Over an hour to cross the Tappan Zee Bridge, Are they kidding?
Just as I made the final approach to the Tappan Zee after an eleven hour work day/night, I saw the tail lights. It was too late: too late to get off; too late to go the other way and take the Newburgh-Beacon Bridge instead; too late to do anything but sit as the frigging traffic report finally got around to mentioning the construction and the “possibility” that ALL LANES WOULD BE SHUT DOWN!
Are they kidding? All lanes? Oh, yeah… ALL. We sat for an hour while they did God-knows-what on that God-damned bridge. I wanted to scream. I wanted to honk my horn. I wanted the thousands of people in cars and trucks to protest with me but they just sat there, accepting this utterly disrespectful intrusion on their lives. Two cars passed me on the left, rushing to get ten feet ahead before they got stuck like the rest of us. Two cars immediately behind me collided as they vied for the same space at the same time, neither willing to let the other one get ahead in the merge. And I just KNEW it was unnecessary. I knew it in my bones, aching and silently screaming in frustration. Sure enough, after an hour, they merged us from the two lanes we had already merged into, down from four, to one lane, and we crept over the bridge. Why this one lane wasn’t available during the previous hour I still don’t know, but for more than three quarters of the span, there was NOTHING going on. It appeared to be one man’s job to stand still with his arms folded on his chest. Another sat in a truck. A few were drilling up the pavement in the far left lane. Nothing was happening in the other two. Finally, toward the end of the bridge, I saw the real construction site and they indeed were working across three lanes. That still doesn’t explain why the fourth lane was rendered impassable, but at least these guys were working. I’ve never actually seen construction workers on a highway REALLY working before. I’ve seen them standing around CONTEMPLATING working. I’ve seen them drinking coffee. I saw that again tonight as I crossed Danbury: lot’s of lights indicating a construction project; lots of cones, heavy equipment and men standing around talking, but no actual work being done.

━━━━━━━━

**ACTIVITY LIST:**
1. In the post about the Tappan Zee Bridge traffic, which bridge does the writer say it was too late to take instead?
2. Carry on the post about the Tappan Zee Bridge traffic, starting after its final sentence.

**DATA PROVIDED:**

━━━━━━━━

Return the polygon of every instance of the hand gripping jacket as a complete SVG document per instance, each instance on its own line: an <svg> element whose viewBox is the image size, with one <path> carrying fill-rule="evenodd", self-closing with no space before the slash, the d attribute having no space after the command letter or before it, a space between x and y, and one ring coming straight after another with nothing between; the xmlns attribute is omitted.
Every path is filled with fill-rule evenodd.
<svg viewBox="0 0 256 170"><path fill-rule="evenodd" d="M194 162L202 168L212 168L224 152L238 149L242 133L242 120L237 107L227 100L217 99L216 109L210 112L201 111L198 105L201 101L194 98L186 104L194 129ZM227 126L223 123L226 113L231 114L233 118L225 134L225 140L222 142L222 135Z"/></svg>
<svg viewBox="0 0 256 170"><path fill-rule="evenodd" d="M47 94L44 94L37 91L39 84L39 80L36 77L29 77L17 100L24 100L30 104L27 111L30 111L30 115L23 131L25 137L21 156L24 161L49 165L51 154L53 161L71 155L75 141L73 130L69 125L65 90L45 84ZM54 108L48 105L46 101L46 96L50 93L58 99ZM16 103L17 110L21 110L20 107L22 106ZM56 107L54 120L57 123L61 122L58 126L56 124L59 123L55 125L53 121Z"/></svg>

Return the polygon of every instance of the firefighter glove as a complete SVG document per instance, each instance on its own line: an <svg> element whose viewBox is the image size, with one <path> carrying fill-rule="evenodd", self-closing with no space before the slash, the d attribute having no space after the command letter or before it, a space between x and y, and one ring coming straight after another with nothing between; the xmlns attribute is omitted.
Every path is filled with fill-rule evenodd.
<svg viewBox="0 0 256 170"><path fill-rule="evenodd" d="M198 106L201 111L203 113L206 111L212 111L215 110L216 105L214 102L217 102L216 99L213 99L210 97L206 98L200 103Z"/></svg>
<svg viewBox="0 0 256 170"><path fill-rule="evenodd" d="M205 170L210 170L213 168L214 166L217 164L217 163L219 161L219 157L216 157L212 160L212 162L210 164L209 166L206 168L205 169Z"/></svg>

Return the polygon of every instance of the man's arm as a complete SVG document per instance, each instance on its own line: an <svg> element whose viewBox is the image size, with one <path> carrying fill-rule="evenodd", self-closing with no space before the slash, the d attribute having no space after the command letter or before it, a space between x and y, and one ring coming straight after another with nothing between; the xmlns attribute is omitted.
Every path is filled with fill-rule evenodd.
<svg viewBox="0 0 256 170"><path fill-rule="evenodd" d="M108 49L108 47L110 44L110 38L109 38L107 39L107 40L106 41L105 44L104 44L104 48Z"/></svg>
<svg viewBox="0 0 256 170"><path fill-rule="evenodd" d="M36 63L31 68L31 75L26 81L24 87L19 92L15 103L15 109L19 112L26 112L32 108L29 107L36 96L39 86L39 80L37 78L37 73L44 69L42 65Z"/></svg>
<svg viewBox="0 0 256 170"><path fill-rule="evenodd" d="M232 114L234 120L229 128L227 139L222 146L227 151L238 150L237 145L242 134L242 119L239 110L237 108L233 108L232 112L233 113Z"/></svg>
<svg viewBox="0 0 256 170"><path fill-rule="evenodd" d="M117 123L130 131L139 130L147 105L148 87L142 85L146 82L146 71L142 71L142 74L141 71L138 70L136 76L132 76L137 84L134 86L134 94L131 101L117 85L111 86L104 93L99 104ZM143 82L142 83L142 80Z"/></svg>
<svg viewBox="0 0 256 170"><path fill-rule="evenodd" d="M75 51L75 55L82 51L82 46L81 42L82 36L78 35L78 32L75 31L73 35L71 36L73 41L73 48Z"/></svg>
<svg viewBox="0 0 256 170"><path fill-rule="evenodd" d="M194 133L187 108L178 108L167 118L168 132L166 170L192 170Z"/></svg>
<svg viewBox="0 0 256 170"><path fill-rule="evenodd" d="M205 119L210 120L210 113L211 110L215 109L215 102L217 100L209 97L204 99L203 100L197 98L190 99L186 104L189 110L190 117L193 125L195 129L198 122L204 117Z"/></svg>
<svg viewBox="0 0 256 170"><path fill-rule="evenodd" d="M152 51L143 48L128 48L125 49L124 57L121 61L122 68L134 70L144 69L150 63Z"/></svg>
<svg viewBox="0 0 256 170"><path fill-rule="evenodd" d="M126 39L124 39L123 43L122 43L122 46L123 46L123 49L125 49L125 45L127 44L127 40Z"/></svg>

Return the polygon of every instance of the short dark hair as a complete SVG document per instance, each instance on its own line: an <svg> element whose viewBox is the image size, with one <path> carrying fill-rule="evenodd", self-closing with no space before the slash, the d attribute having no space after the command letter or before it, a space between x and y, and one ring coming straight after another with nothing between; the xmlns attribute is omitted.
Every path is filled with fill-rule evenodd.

━━━━━━━━

**EXPECTED OUTPUTS:**
1. The Newburgh-Beacon Bridge.

2.
Where is our rage? I know where mine was. It was eating its way out of my chest like an alien baby in a sci-fi movie. I lay my hands on the horn on that approach to the Tappan Zee Bridge and wondered why every other motorist wasn’t doing the same. Why weren’t we all protesting? Let’s make some noise! I turned off the motor. I turned it back on and blasted some Dave Edmonds "Crawling From the Wreckage" to vent my increasing internal combustion. Why do we passively accept the thoughtless injustices heaped upon us by governments and corporations simply because they can?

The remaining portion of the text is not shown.